## Part of a data file:
───

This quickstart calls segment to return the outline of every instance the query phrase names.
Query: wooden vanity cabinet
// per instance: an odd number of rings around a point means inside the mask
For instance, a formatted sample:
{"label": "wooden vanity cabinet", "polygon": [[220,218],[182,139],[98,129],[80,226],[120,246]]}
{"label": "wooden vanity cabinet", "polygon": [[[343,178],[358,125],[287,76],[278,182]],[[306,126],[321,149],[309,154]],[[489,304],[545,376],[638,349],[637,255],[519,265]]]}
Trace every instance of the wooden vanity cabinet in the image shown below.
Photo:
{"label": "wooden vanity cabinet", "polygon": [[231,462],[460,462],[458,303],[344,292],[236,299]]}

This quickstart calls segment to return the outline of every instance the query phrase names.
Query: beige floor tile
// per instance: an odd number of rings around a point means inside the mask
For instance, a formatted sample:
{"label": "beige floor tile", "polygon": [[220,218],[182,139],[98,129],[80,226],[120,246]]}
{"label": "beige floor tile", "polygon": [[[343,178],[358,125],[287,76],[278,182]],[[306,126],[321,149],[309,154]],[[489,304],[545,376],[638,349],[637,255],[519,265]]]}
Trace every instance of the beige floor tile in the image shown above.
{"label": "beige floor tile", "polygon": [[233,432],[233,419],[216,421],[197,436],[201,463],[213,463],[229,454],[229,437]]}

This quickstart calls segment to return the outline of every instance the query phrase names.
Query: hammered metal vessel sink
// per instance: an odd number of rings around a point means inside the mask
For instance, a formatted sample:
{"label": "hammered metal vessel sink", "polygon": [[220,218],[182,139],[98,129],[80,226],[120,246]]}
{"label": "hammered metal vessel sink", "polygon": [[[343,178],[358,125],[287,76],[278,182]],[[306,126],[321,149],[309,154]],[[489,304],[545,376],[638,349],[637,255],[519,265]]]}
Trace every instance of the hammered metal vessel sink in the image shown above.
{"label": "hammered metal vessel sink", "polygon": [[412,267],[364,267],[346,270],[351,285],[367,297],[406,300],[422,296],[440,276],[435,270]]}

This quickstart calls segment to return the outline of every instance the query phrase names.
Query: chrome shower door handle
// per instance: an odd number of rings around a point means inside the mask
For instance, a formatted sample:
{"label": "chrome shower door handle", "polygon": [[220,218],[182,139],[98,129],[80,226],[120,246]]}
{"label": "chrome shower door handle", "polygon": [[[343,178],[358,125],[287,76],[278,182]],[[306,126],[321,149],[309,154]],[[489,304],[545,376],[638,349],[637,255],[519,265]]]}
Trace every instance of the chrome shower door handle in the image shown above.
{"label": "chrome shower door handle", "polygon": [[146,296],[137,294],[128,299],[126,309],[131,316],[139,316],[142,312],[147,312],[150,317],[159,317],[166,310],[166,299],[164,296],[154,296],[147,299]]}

───

Copy out all of the records shown above exactly.

This quickstart calls segment to return the outline of every instance the query phrase names.
Query: wooden vanity cabinet
// per instance: an odd number of rings around a point means inside the mask
For instance, a formatted sample:
{"label": "wooden vanity cabinet", "polygon": [[220,218],[182,139],[98,129],[80,226],[120,246]]}
{"label": "wooden vanity cabinet", "polygon": [[[343,178],[358,125],[287,76],[278,182]],[[306,126],[321,149],[309,154]],[[489,304],[545,376],[638,349],[637,255],[519,265]]]}
Trace every instance of the wooden vanity cabinet in the image shown below.
Photo:
{"label": "wooden vanity cabinet", "polygon": [[231,462],[460,462],[458,303],[344,292],[236,299]]}

This quickstart calls segment to return the outline of every instance the query phrase names.
Query: beige floor tile
// per instance: an odd number of rings around a point means inside the mask
For instance, a formatted sample:
{"label": "beige floor tile", "polygon": [[220,218],[182,139],[98,129],[80,226],[120,246]]}
{"label": "beige floor tile", "polygon": [[[343,178],[358,125],[287,76],[278,182]],[[306,126],[321,149],[309,154]],[[489,304],[545,376],[638,349],[637,255],[519,265]]]}
Trace every instance of the beige floor tile in the image shown above.
{"label": "beige floor tile", "polygon": [[233,432],[233,419],[216,421],[197,436],[201,463],[213,463],[229,454],[229,437]]}

This quickstart calls segment to return the outline of every instance the query phrase names.
Query: hammered metal vessel sink
// per instance: an odd number of rings around a point means inside the mask
For instance, a formatted sample:
{"label": "hammered metal vessel sink", "polygon": [[220,218],[182,139],[98,129],[80,226],[120,246]]}
{"label": "hammered metal vessel sink", "polygon": [[[343,178],[358,125],[287,76],[278,182]],[[306,126],[321,149],[309,154]],[[489,304],[545,376],[638,349],[637,255],[519,265]]]}
Trace every instance of the hammered metal vessel sink in the image shown above.
{"label": "hammered metal vessel sink", "polygon": [[412,267],[364,267],[346,270],[351,285],[367,297],[406,300],[422,296],[440,276],[435,270]]}

This quickstart calls segment to return the outline of every instance the query phrase names.
Query: chrome shower door handle
// per instance: an odd number of rings around a point means inside the mask
For instance, a formatted sample:
{"label": "chrome shower door handle", "polygon": [[220,218],[182,139],[98,129],[80,226],[120,246]]}
{"label": "chrome shower door handle", "polygon": [[[343,178],[358,125],[287,76],[278,182]],[[306,126],[321,149],[309,154]],[[489,304],[545,376],[638,349],[637,255],[519,265]]]}
Trace every instance of the chrome shower door handle in the image shown above.
{"label": "chrome shower door handle", "polygon": [[146,296],[137,294],[128,299],[126,309],[131,316],[139,316],[142,312],[147,312],[150,317],[159,317],[166,310],[166,299],[164,296],[154,296],[147,299]]}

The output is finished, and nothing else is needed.